QUÉ HAY QUE HACER
- 1) Indica si cada afirmación coincide con el texto sobre quién paga los impuestos y responde sí o no, copiando las palabras del texto que lo deciden: (a) los ricos aguantan mejor la carga porque ingresan mucho más; (b) se dice que los ricos se libran de pagar mediante fraude fiscal; (c) la economía se presenta como un sistema simple.
- 2) Sigue escribiendo el texto sobre quién paga los impuestos a partir de su última oración.

BLOQUE DE TEXTO
_ _ _ _ _ _ _

Herbert dijo el día 30 de Agosto de 2009 a las 15:18:00:
¿Quein paga los impuestos? ¿Quien soporta el peso del estado?
Todos hemos oído decir en alguna ocasión que los impuestos siempre los pagan los mismos. Los pagan los asalariados, o los pobres... Sin embargo, pocas veces nos detenemos a analizar como y porqué esto es cierto. Como consecuencia de esta falta de análisis racional, y como consecuencia de la creencia de que tal situación es injusta, tendemos a aceptar soluciones ineficaces para remediarlo.
Basta con hacer unas pocas cuentas para ver que, efectivamente, los asalariados dedican un porcentaje desmedido de su esfuerzo para pagar los gastos del estado. Los ricos, apesar de que en muchas sociedades pagan proporcionalmente más impuestos que los asalariados, soportan mejor esta carga, dado que el volumen de sus ingresos es muy superior.
Existe una especie de consenso, por el cual se considera que los ricos y las empresas deben contribuír a pagar los gastos del estado en mayor medida de lo que lo hacen los asalariados, o los pobres. Pero la economía no es precisamente un sistema simple. Cuando actuamos sobre un factor cualquiera, las consecuencias de esta acción no se limitan en absoluto a las más inmediatas, sino que extienden su influencia por toda la compleja trama económica.
Basta con “seguirle la pista al dienro” para darse cuenta de que modo y porqué los ricos siempre terminan por no pagar impuestos. Y no estoy hablando de fraude fiscal ni nada por el estilo, sino del modo en que las cargas impositivas se distribuyen a través de todo el sistema económico.

_ _ _ _ _ _ _

DATOS REGISTRADOS
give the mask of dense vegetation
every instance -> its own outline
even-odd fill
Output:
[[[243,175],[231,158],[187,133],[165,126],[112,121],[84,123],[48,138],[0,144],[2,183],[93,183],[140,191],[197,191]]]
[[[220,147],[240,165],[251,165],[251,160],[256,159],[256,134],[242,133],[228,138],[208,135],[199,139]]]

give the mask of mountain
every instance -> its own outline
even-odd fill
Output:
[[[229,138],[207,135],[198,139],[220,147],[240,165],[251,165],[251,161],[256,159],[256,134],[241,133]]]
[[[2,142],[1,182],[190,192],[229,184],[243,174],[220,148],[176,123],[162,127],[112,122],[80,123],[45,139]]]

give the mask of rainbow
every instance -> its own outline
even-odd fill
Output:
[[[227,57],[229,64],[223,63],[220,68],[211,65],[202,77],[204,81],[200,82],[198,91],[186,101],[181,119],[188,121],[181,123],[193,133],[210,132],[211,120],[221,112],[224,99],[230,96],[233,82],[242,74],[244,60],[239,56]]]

_ _ _ _ _ _ _

RESPUESTAS DEL EJERCICIO
- 1)
(a) Sí: "soportan mejor esta carga, dado que el volumen de sus ingresos es muy superior".
(b) No: "Y no estoy hablando de fraude fiscal ni nada por el estilo".
(c) No: "Pero la economía no es precisamente un sistema simple."

- 2)
Un punto fundamental a comprender es que los ricos lo son porque venden cosas..., muchas cosas. La riqueza no les viene dada por ninguna suerte de mágia. La riqueza que reciben procede de las actividades comerciales y/o manufactureras que desarrollan. Es decir, obtienen parte del valor de la riqueza que ellos mismos crean o contribuyen a crear. Son propietarios de empresas, fabricantes y vendedores de bienes y servicios, bienes estos que todos necesitamos y demandamos. Somos nosotros, todos nosotros, quienes les proporcionamos su riqueza, al comprar las cosas que ellos ponen a la venta. Y cuando las compramos, lo hacemos convencidos de que el precio pagado compensa el bien obtenido.
Una empresa, entendida en un sentido ámplio como cualquier actividad comercial o manufacturera, financieramente constituye una estructura diseñada para repercutir costes. Las empresas, para mantener en marcha su actividad, incurren en toda clase de gastos, que repercuten a sus clientes en el precio de sus productos.
Por ejemplo, una empresa que fabrica un determinado artículo de consumo, compra o contrata maquinaria, materias primas, energía eléctrica, vehículos, servicios de transporte, combustibles, mano de obra, etc.. Cuando vende el producto terminado, debe recuperar la suma de todos esos costes. Para ello aplicará un precio tal a su producto, que le permita hacerlo.
Pero, además de estos costes que forman parte del precio, existen otros. Existe uno fundamental, que no es propiamente un coste, pero que puede ser interpretado como tal, para entender mejor lo que sucede. Este coste es el “precio” del capital invertido.
Para iniciar una actividad cualquiera, el empresario debe aportar una cantidad de dinero, en forma de capital. Como es lógico, sólo puede aportarla con la esperanza de obtener cierta remuneración, que viene determinada por las condiciones del mercado de capitales (oferta y demanda de capitales), y del mercado de la actividad en la que se invierte dicho capital (riesgos propios del negocio en que va a invertirse).
Esa remuneración, entendida como beneficio de la empresa o como coste del capital, también es transferida al precio del producto final. Del mismo modo que una empresa no podrá funcionar mucho tiempo si no satisface los costes de energía, los salarios o las materias primas, tampoco podrá funcionar mucho tiempo si no existe una remuneración apropiada para el capital invertido.
El beneficio que un empresario espera de su inversión siempre será el máximo posible, pero el mínimo aceptable está condicionado por múltiples factores. Algunos de ellos tienen carácter personal (sus propias condiciones como inversor), otros están determinados por la competencia (oferta y demanda de sus productos en el mercado), otros por el mercado de capitales (rendimientos de otras inversiones, costes de oportunidad, etc.).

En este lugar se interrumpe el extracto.